# Data for this exercise start

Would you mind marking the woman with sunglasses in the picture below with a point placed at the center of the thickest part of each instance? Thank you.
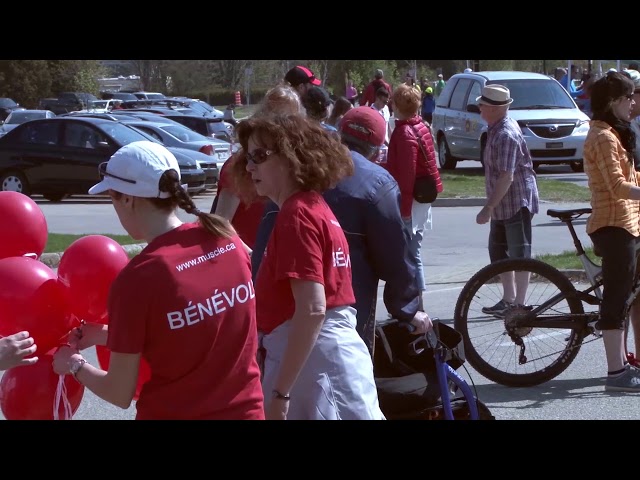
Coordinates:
(185, 303)
(613, 225)
(316, 366)
(245, 213)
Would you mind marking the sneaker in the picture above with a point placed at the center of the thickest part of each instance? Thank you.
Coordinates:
(633, 361)
(498, 309)
(629, 381)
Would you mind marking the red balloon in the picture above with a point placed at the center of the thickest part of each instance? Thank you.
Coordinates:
(24, 228)
(32, 299)
(29, 392)
(144, 373)
(87, 268)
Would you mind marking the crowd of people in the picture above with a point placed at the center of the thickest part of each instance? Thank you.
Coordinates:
(275, 319)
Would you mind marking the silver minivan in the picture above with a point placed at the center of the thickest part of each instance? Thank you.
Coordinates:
(553, 125)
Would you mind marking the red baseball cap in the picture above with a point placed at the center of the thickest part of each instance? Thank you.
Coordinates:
(366, 124)
(299, 75)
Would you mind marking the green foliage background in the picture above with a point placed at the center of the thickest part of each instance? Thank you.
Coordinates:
(27, 81)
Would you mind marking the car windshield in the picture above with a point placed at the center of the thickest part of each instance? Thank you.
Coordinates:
(185, 134)
(537, 94)
(7, 102)
(98, 104)
(22, 116)
(125, 135)
(196, 106)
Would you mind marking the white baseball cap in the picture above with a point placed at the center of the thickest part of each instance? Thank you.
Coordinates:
(135, 169)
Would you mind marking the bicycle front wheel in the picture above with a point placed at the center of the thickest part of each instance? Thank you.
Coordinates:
(511, 355)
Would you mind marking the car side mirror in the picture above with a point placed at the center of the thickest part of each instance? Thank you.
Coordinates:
(473, 108)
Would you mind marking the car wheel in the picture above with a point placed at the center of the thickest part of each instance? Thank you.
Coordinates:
(577, 166)
(14, 181)
(445, 160)
(55, 197)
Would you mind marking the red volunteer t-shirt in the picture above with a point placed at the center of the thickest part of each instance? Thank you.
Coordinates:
(247, 217)
(187, 303)
(307, 243)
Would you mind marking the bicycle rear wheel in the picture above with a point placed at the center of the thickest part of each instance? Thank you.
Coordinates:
(491, 341)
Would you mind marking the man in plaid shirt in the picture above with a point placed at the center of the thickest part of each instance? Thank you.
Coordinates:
(512, 194)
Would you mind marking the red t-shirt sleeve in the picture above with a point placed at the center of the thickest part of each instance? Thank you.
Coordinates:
(299, 250)
(128, 311)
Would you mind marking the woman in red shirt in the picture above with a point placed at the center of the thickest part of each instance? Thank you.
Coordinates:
(185, 303)
(245, 213)
(316, 365)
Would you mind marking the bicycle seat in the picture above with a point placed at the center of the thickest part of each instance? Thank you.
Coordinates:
(569, 214)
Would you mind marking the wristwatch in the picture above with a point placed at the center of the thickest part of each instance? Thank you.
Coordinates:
(76, 366)
(281, 396)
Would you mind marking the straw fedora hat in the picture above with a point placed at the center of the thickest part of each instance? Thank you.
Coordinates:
(495, 95)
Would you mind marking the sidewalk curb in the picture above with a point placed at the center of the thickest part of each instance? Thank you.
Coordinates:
(460, 202)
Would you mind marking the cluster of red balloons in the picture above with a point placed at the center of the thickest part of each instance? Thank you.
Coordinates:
(48, 305)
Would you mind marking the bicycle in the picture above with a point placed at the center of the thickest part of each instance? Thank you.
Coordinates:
(416, 376)
(534, 343)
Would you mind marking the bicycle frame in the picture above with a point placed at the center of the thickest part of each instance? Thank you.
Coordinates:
(591, 295)
(594, 272)
(446, 374)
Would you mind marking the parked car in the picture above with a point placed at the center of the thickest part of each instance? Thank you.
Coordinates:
(99, 106)
(58, 157)
(16, 117)
(124, 96)
(149, 95)
(207, 126)
(205, 162)
(553, 126)
(8, 105)
(171, 134)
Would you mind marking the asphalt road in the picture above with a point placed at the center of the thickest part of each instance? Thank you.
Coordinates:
(452, 252)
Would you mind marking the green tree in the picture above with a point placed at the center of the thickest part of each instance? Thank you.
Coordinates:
(25, 81)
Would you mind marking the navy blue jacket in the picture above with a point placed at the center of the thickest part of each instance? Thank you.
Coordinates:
(367, 205)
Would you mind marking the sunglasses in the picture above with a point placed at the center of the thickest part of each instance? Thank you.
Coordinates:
(259, 155)
(102, 168)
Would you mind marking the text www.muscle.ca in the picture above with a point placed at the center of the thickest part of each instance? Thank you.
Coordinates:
(206, 256)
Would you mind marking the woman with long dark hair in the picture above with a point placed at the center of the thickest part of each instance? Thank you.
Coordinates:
(614, 222)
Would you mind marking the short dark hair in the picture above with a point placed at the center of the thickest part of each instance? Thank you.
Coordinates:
(363, 148)
(382, 92)
(611, 86)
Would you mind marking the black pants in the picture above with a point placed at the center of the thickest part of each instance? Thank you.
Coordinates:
(617, 248)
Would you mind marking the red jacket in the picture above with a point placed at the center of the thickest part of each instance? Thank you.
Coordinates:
(405, 160)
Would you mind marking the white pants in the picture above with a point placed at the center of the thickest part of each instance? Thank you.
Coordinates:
(336, 382)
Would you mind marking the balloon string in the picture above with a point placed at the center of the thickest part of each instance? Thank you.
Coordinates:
(61, 396)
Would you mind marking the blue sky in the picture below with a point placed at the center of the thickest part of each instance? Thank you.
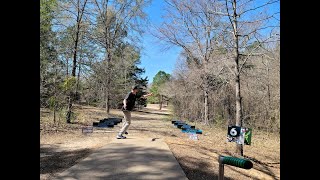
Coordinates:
(153, 58)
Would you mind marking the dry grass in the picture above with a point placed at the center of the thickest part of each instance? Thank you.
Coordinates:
(197, 158)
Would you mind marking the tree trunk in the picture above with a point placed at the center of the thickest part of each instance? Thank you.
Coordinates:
(160, 99)
(54, 115)
(108, 82)
(206, 108)
(239, 148)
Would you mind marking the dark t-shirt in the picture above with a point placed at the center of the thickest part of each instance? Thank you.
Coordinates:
(131, 99)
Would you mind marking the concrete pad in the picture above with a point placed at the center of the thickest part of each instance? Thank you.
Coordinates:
(128, 159)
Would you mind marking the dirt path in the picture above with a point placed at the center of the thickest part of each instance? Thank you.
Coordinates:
(198, 159)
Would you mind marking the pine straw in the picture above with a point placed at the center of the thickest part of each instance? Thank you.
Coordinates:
(197, 158)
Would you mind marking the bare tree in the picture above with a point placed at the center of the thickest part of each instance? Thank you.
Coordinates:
(114, 19)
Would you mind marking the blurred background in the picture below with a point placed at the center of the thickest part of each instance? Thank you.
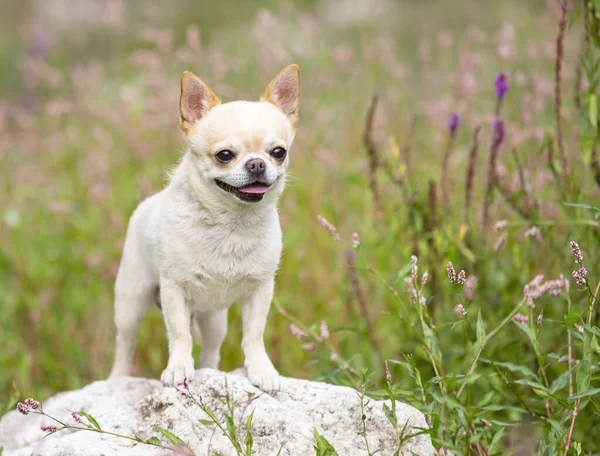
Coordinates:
(88, 128)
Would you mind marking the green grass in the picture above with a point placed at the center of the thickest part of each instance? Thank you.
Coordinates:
(70, 182)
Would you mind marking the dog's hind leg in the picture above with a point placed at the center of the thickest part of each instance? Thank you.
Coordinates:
(213, 329)
(133, 298)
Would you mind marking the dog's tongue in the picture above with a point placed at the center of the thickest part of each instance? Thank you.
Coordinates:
(255, 188)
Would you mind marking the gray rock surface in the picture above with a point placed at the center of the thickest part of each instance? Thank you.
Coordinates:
(285, 419)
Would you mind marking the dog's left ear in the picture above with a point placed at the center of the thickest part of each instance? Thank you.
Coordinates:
(284, 92)
(195, 101)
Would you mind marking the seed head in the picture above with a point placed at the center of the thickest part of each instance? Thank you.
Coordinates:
(32, 404)
(576, 251)
(460, 311)
(50, 428)
(327, 225)
(454, 123)
(501, 83)
(499, 131)
(520, 318)
(22, 408)
(324, 330)
(451, 272)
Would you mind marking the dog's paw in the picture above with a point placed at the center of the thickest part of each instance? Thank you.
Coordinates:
(178, 371)
(267, 378)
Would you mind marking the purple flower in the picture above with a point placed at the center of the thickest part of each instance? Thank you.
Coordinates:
(499, 131)
(50, 428)
(454, 123)
(501, 85)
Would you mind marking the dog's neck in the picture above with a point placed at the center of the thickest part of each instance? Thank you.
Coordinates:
(216, 210)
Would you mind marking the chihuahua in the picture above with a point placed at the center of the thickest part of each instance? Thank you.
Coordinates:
(212, 236)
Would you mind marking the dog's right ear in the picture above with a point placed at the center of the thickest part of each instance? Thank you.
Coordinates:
(195, 101)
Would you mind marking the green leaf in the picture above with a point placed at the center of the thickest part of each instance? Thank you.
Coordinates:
(249, 439)
(513, 368)
(389, 414)
(593, 110)
(90, 418)
(323, 447)
(170, 436)
(480, 327)
(560, 382)
(154, 441)
(590, 392)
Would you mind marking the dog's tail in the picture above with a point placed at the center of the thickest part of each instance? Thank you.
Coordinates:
(195, 329)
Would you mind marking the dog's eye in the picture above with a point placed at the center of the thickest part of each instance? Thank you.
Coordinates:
(225, 156)
(278, 153)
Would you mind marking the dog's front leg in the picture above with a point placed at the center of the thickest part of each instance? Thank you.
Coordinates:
(177, 320)
(255, 308)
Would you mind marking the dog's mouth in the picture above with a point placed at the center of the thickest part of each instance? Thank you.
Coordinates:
(251, 193)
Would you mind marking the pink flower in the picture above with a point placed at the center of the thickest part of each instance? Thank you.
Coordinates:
(22, 408)
(451, 272)
(520, 318)
(576, 251)
(460, 311)
(32, 404)
(50, 428)
(324, 330)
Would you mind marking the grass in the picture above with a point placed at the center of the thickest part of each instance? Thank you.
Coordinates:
(88, 129)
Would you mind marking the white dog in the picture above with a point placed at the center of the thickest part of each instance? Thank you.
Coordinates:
(212, 236)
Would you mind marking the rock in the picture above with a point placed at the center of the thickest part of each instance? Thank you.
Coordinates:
(285, 419)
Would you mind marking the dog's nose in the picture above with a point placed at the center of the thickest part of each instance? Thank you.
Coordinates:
(256, 165)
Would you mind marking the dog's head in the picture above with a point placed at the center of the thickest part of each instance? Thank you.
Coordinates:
(240, 150)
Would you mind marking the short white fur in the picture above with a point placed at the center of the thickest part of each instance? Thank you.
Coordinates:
(200, 246)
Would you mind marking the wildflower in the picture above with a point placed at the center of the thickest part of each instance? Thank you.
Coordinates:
(327, 225)
(520, 318)
(50, 428)
(414, 270)
(499, 131)
(22, 408)
(533, 231)
(388, 374)
(451, 272)
(460, 311)
(500, 225)
(470, 285)
(501, 85)
(324, 330)
(500, 242)
(297, 332)
(411, 290)
(454, 123)
(576, 251)
(32, 404)
(580, 276)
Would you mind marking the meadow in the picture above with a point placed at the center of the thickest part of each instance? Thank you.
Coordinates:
(432, 132)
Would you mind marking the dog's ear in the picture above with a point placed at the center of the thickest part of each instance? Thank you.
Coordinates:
(195, 101)
(284, 92)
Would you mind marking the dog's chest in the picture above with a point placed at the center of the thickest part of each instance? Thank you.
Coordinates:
(218, 265)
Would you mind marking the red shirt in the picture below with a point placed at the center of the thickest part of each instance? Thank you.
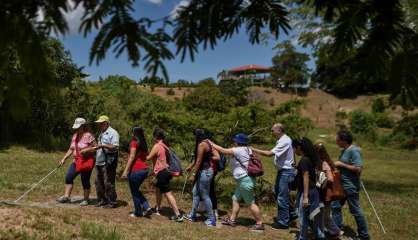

# Data for this exercise end

Description of the task
List each line in the records that contains the word "short".

Expected output
Would you mind marking the short dark hair in the picture above with a point placed at the center of the thickest part of each instance? Thank you.
Would you mind marking the short white fur in the picture above with a point placed at the center of the thickest part of each instance? Thank you.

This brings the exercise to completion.